WHAT IS EXPECTED:
Rescale the stretch of entries from the line containing "of the floral" through the end of the entries, writing out only those lines, requests included, with every x and y coordinate in the answers multiplied by 2.5. Round each result to a whole number, rounding halves up.

(Dataset rows)
---+---
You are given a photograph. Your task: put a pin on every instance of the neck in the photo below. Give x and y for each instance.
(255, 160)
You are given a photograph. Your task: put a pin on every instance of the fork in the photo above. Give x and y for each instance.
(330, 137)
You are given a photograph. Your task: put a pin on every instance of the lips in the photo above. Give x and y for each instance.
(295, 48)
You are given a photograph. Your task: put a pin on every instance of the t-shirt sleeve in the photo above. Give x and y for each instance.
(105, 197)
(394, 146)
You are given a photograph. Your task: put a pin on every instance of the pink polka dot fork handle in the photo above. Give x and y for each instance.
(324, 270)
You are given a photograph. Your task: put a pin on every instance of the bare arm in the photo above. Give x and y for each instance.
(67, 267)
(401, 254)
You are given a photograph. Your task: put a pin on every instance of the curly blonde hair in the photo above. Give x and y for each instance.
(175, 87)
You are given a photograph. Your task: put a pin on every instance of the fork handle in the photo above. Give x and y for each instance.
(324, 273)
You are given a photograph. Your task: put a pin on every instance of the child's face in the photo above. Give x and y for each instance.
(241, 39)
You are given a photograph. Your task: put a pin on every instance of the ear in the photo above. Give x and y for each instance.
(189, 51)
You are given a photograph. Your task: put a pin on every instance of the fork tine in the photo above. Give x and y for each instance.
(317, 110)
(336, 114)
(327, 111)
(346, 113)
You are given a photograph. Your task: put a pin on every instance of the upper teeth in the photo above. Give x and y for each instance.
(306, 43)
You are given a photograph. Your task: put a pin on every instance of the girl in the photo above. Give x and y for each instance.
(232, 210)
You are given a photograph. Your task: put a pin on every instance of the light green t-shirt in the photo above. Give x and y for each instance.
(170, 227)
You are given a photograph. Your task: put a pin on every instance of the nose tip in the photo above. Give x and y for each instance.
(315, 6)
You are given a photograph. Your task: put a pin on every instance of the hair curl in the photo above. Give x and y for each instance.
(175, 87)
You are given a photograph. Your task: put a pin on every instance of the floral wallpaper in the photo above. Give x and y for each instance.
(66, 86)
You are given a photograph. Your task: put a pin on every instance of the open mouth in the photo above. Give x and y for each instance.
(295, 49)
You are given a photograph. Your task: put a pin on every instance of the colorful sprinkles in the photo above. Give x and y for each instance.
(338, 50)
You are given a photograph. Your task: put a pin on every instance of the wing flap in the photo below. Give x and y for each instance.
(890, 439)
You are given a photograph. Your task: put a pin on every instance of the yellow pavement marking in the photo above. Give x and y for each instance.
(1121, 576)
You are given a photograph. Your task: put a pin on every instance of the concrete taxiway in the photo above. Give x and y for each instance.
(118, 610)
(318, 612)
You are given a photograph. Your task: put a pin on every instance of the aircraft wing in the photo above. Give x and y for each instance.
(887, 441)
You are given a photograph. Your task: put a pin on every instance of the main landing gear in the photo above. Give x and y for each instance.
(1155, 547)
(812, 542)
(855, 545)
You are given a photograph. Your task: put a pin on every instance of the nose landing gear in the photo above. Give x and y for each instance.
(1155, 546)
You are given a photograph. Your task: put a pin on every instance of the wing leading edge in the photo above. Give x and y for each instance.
---+---
OUTPUT:
You are given a photograph. Your task: put a pin on every instance of the floral wallpaper in the photo above. Give x and y for each instance.
(165, 215)
You are given a photograph. Your task: put a pin on every instance of the open mouth in the photo above. Give x and y for each instance.
(738, 123)
You are given a photograph. Your task: put a pin on every instance of the colorful sprinkles in the photo above. Give x and y for each instance.
(845, 125)
You are given a photograph. Your task: put a pin on every instance of the wing flap in the photo below. Give x and y for each instance.
(2225, 1098)
You are given a photograph. Your task: put a pin on every instance of the yellow pavement marking in the photo above. Give x and y for each instance.
(2803, 1440)
You are given a photograph. Your task: put a pin on every instance of the concrete taxiway in the photo above. Give x and y for each instance.
(295, 1525)
(795, 1530)
You are given a photograph. Your task: put a pin on every instance of the aircraft wing in the photo above. Give x and y for each instance.
(2218, 1103)
You are given a photograph. Your task: put a pin on every instance of the main landing gear in the photo above. Give x and y for each instance.
(2888, 1368)
(2030, 1355)
(2138, 1363)
You are given a photograph. Your task: put a pin on every instance of the nose landing gear in the photo above. Give x and y for each instance.
(2888, 1365)
You are given a photograph. Your task: put a pin on every instance of the wing leading edge in the photo above. Give x and y for each instance.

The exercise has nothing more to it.